Com receio de não conseguir contar para a mãe, escreveu uma carta de cinco páginas dizendo que era gay, pedindo desculpa caso tivesse decepcionado e contando sobre a relação com o namorado. A ideia era ter a carta como plano B, caso não conseguisse falar. Antes de ir dar aula, foi almoçar na casa da mãe como de costume e pensava em como falar. Sem conseguir colocar as palavras para fora, o jeito foi entregar a carta e sair para o trabalho, sem ver a reação dela. Na escola, contou sobre a situação para uma amiga, que o orientou a ligar para casa. Ao ouvir a voz da mãe, constatou que ela estava bem e depois conversou com a irmã, que disse que os pais queriam conhecer seu companheiro.
Mesmo com o entendimento tardio, como classifica, sobre sua sexualidade, ele lembra que desde muito cedo sofreu bullying por ser gay. Alex conta que dos oito anos em diante ouviu todo o tipo de piada. Sem conseguir ter uma reação, sofria calado. Quando se tornou professor, percebeu que o ambiente da sala dos professores também era problemático, com reprodução de preconceitos e piadas com os alunos, o mesmo tipo de situação que vivenciou como estudante. Ele queria ser um profissional diferente e se recordou que na faculdade de Pedagogia não teve nenhum preparo para situações de acolhimento ou discussões sobre uma educação mais humanizada. A partir disso, ele foi tentar entender as violências na escola, o que resultou na sua pesquisa de mestrado, defendida em 2013. No programa de pós-graduação Gestão e Avaliação da Educação Pública da Universidade Federal de Juiz de Fora (UFJF), ele desenvolveu a dissertação que analisa a implantação do programa Convivência Escolar em uma escola de São Paulo, discutindo o convívio escolar e a violência.
O título de mestre foi uma das realizações em meio a uma vida dedicada a estudar e ensinar. O currículo conta com especializações complementares como a de orientação educacional do Ensino Fundamental e Médio, o de história, sociedade e cultura, e o de liderança, inovação e gestão. Com uma carreira dedicada à educação pública, com passagens por escolas paulistas nos municípios de São Paulo, Suzano e Itaquaquecetuba, em 2014, ele deixou a docência de lado para trabalhar em organizações do 3º setor e com instituições privadas. Em uma empresa de consultoria, que trabalha na formação de professores e equipes gestoras, ele passou a atuar como coordenador geral de projetos, prestando serviços para secretarias de Educação do Brasil inteiro. Mais ou menos na mesma época, teve a oportunidade de viajar para países como Singapura e Moçambique para desenvolver temas ligados à Educação. Do trabalho com as secretarias, ele estruturou um projeto e enviou para o Congresso Internacional de Liderança e Melhoria Escolar, que ocorreria no Chile. A partir daí, veio a chance de voltar à academia para um doutorado internacional.
----
→ **Tarefa 1**
Liste todos os municípios paulistas em cujas escolas Alex trabalhou, segundo o trecho selecionado.
→ **Tarefa 2**
Responda com base no trecho selecionado:
(a) Quantas páginas tinha a carta que ele escreveu para a mãe?
(b) Em que ano foi defendida a pesquisa de mestrado?
(c) Em que ano ele deixou a docência?

Dados de expressões referenciais
----
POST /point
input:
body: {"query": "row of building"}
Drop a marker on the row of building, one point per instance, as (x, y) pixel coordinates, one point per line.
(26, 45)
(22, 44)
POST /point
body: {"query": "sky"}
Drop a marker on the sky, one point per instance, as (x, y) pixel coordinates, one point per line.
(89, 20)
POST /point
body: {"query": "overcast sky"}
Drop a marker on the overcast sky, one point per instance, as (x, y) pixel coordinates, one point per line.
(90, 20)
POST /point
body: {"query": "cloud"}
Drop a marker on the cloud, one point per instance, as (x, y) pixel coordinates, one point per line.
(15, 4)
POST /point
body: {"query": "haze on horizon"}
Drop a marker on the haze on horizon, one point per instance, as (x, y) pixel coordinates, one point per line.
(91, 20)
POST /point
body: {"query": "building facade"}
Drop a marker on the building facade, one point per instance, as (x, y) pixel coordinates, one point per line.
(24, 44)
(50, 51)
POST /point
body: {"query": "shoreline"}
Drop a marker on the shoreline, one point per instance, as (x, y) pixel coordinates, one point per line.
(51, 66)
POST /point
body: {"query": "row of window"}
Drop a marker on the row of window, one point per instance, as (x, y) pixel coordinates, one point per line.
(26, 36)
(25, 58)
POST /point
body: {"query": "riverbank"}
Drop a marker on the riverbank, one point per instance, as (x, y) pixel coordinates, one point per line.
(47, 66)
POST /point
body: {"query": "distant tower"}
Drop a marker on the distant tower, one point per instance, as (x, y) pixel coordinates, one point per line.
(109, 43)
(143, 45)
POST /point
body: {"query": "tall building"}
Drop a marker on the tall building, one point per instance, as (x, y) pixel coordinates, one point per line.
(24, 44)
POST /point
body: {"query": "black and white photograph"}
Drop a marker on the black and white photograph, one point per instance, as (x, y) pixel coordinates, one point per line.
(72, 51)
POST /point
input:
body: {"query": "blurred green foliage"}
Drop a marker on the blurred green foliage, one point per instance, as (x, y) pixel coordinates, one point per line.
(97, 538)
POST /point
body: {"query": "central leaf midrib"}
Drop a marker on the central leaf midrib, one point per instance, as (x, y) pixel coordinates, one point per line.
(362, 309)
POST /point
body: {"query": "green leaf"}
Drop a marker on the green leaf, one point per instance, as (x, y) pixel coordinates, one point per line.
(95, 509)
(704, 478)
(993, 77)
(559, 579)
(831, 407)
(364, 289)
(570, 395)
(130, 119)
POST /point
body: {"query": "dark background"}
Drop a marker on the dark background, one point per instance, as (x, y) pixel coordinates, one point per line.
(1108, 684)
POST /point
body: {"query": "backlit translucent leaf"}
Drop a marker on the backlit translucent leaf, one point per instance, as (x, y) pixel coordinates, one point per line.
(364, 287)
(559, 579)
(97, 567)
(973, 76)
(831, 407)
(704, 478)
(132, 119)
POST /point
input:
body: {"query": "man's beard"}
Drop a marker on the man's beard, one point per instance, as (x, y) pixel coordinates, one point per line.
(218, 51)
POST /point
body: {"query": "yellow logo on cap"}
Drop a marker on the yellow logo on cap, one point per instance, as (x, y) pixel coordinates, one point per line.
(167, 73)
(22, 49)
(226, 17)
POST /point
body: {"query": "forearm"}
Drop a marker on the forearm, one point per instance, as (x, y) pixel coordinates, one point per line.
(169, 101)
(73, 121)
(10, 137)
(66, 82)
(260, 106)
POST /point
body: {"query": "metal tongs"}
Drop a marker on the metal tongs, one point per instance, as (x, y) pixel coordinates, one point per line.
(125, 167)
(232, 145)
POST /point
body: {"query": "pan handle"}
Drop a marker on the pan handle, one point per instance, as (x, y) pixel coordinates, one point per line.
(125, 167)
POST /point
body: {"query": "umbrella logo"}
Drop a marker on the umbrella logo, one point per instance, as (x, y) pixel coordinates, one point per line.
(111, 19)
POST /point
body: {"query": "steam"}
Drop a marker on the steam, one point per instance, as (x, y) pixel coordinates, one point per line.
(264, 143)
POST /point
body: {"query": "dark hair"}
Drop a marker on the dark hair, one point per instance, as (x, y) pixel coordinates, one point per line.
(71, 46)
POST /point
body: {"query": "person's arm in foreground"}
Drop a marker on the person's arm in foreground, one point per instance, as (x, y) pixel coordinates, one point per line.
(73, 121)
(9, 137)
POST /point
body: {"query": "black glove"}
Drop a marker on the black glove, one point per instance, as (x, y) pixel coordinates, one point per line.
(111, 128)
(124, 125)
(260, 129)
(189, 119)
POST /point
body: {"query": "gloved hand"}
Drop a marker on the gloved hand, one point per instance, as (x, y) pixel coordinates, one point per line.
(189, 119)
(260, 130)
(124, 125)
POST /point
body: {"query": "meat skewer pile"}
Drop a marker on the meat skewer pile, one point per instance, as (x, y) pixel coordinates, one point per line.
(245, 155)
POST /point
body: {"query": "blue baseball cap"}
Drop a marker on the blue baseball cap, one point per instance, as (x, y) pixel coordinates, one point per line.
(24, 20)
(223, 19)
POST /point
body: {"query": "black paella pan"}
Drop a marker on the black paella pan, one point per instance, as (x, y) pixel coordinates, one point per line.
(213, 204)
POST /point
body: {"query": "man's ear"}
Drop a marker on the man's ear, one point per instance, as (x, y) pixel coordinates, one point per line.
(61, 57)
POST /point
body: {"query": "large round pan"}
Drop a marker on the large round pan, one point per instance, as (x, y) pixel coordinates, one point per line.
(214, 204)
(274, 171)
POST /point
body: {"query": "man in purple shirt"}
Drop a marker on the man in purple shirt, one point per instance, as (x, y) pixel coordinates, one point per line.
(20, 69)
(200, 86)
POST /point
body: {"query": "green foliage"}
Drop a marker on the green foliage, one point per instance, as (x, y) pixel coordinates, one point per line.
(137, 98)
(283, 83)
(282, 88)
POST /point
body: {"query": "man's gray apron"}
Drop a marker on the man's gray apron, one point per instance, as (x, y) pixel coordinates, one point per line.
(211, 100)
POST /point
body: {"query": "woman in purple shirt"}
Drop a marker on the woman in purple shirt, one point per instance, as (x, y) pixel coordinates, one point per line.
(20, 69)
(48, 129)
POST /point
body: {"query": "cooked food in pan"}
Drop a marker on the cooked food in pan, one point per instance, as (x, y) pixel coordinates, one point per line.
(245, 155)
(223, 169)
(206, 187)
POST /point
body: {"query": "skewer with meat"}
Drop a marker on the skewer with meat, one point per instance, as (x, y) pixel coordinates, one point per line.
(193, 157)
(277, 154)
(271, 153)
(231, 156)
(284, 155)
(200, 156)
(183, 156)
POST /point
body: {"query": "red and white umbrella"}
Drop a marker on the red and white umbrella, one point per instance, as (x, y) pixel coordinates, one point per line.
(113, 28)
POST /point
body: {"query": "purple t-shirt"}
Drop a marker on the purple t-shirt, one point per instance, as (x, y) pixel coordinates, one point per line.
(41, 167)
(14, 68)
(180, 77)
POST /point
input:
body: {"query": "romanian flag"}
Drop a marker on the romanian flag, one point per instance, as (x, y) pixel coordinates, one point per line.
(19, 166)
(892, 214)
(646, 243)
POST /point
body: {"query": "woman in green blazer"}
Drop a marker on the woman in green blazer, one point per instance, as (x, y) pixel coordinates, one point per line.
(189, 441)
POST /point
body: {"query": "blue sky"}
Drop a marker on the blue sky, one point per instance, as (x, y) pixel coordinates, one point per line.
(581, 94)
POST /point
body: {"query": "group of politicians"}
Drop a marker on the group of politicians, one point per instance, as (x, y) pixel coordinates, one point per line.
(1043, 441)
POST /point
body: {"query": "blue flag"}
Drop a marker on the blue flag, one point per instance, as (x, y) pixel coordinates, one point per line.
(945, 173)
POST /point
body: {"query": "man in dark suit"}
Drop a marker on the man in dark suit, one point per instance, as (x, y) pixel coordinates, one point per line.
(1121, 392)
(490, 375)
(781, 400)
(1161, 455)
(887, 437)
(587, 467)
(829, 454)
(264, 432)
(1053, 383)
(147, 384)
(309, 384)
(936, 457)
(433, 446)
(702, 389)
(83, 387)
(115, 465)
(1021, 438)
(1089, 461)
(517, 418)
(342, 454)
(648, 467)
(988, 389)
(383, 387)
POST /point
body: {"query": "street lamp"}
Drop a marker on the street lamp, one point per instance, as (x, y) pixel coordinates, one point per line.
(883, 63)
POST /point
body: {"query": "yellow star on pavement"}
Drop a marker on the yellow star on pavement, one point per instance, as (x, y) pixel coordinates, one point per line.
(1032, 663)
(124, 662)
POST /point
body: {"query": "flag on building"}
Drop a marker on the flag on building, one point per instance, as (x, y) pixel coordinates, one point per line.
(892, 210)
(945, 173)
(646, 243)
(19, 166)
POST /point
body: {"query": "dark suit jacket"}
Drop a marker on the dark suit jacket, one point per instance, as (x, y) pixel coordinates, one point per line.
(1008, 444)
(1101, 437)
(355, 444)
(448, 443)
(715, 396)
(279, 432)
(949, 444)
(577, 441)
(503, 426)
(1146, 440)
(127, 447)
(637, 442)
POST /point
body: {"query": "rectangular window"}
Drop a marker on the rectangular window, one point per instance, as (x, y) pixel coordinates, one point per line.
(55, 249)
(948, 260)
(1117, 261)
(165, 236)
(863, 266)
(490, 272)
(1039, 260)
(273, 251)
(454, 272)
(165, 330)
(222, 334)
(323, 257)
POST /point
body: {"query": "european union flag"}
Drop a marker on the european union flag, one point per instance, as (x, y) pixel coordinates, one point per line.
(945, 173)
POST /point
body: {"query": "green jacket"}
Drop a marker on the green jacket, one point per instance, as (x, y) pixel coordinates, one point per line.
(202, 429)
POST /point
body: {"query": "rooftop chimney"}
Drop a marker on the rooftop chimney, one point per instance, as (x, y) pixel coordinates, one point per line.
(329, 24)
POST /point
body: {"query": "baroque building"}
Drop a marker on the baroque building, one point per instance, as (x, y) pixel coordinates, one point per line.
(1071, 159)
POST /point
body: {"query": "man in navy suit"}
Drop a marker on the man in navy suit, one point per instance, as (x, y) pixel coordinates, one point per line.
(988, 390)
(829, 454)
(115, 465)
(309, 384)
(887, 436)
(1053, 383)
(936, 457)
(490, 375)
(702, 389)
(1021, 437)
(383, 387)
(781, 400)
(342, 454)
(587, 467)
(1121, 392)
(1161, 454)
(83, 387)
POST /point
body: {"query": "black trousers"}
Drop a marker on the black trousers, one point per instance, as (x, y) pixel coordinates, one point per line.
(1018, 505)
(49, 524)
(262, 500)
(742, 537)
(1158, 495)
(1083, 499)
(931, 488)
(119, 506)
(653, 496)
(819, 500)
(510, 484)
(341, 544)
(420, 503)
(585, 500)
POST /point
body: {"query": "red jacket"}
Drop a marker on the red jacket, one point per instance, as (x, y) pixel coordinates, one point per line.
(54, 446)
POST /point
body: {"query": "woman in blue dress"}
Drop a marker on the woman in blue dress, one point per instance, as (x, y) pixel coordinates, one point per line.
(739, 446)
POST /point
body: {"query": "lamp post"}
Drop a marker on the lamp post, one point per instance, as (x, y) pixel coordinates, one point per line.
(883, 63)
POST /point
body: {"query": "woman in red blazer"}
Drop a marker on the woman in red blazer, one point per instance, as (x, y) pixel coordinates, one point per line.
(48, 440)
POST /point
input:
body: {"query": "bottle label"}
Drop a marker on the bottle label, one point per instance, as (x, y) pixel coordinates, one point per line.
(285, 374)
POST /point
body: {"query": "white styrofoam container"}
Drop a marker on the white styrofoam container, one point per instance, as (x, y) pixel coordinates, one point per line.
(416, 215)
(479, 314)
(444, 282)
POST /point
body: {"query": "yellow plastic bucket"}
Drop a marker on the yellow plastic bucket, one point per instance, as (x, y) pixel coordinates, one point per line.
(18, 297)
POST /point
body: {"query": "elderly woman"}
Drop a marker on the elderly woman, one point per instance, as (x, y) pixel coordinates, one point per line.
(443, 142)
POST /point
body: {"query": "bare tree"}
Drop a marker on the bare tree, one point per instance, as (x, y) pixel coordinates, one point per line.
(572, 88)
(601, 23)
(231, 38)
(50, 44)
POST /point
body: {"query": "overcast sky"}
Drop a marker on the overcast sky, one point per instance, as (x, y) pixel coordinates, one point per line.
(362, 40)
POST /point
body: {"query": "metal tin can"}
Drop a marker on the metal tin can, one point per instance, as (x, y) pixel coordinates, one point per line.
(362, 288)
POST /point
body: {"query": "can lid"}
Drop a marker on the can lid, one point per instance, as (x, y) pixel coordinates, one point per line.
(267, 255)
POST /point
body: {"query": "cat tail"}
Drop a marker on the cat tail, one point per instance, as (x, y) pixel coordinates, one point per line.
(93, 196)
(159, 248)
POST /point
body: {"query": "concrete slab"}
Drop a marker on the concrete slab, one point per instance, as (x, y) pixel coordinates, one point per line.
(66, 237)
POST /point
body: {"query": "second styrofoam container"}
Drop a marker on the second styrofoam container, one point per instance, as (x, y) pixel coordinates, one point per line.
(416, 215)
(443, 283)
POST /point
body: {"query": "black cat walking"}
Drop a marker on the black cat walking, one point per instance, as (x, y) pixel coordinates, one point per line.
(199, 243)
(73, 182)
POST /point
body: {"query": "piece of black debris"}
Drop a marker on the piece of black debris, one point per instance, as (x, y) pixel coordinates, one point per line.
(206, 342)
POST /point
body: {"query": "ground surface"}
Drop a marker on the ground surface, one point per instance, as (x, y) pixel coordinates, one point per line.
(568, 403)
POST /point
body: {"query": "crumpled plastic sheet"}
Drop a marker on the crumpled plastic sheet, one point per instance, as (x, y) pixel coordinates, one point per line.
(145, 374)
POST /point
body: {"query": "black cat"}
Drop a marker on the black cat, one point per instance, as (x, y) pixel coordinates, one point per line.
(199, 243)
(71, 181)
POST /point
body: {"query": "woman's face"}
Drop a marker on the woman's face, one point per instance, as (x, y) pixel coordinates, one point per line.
----
→ **Resposta 1**
São Paulo
Suzano
Itaquaquecetuba

→ **Resposta 2**
(a) Cinco páginas.
(b) Em 2013.
(c) Em 2014.